begin ENTRIES PROVIDED
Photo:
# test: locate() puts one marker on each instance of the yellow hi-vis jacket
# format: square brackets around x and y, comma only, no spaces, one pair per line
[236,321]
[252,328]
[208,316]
end ENTRIES PROVIDED
## EXERCISE BRIEF:
Lay out every line of the data above as a Markdown table with the columns Row and Text, numbering the rows in order and skipping blank lines.

## SOLVED PROBLEM:
| Row | Text |
|---|---|
| 1 | Photo: |
| 2 | # test: locate() puts one marker on each instance of the yellow hi-vis jacket |
| 3 | # format: square brackets around x and y, comma only, no spaces, one pair per line |
| 4 | [236,321] |
| 5 | [252,328] |
| 6 | [208,316] |